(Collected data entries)
* * * *

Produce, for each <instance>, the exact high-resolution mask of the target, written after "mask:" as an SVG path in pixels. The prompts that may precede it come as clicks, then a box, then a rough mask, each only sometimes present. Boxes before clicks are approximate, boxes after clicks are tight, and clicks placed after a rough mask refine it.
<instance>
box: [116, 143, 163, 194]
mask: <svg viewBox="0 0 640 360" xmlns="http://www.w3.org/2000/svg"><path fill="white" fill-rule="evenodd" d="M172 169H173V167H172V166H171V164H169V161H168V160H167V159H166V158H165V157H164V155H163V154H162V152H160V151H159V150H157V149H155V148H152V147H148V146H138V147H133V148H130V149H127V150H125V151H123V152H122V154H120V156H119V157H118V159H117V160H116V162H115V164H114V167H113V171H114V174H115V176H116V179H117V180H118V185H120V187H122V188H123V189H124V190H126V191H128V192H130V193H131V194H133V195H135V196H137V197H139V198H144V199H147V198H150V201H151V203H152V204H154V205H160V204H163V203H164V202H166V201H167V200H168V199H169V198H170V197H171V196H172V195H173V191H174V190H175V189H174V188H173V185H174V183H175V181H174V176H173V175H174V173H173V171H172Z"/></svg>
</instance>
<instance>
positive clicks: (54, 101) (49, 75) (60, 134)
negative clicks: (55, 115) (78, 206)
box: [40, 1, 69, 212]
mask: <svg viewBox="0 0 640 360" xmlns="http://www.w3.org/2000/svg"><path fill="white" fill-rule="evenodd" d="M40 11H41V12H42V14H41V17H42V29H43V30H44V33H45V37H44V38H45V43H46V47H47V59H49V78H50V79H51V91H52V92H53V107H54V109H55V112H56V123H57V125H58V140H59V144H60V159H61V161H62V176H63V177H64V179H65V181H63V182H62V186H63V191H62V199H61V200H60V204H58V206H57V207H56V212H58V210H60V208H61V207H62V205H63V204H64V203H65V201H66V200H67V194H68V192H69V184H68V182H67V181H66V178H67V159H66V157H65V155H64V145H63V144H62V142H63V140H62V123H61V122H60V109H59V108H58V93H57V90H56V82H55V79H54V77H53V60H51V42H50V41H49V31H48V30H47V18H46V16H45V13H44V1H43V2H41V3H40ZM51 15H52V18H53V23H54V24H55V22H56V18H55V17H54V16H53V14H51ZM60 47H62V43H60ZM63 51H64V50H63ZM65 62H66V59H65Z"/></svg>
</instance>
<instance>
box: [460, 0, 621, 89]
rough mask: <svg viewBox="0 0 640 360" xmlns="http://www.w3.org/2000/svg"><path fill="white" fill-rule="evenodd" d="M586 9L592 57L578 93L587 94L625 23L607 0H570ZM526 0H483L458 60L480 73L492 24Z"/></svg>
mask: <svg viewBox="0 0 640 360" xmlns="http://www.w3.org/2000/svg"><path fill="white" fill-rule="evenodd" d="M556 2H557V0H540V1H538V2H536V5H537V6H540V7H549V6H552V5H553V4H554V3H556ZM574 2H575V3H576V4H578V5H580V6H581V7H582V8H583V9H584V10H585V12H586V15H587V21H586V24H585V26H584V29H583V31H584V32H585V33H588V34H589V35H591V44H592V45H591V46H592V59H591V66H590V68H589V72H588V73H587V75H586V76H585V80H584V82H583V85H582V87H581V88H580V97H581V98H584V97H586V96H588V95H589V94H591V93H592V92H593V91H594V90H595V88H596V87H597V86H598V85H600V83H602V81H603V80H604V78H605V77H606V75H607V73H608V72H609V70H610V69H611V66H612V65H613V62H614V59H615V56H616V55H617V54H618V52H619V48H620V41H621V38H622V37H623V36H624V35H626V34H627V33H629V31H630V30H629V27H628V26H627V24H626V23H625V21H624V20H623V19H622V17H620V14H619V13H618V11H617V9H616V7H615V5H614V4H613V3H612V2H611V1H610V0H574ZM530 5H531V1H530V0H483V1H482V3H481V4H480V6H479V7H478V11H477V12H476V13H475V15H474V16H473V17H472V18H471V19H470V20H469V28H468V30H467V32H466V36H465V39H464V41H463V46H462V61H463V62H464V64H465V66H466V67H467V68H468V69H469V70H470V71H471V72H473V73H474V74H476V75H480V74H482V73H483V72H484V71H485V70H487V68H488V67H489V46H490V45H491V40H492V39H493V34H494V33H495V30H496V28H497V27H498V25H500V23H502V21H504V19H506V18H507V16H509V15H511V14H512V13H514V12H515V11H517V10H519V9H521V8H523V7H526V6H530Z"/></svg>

* * * *

**Task goal**
Only lines that contain the string "clicks" count; pick each one out of the records and copy it.

**Output for this exercise**
Produce, for each <instance>, the exact high-resolution mask of the target, written after "mask:" as an SVG path in pixels. The prompts that may precede it come as clicks, then a box, then a rough mask, each only sometimes present. Boxes before clicks are approximate, boxes after clicks are tight, and clicks placed after a rough mask refine it.
positive clicks: (54, 101) (49, 75) (60, 134)
negative clicks: (55, 115) (78, 206)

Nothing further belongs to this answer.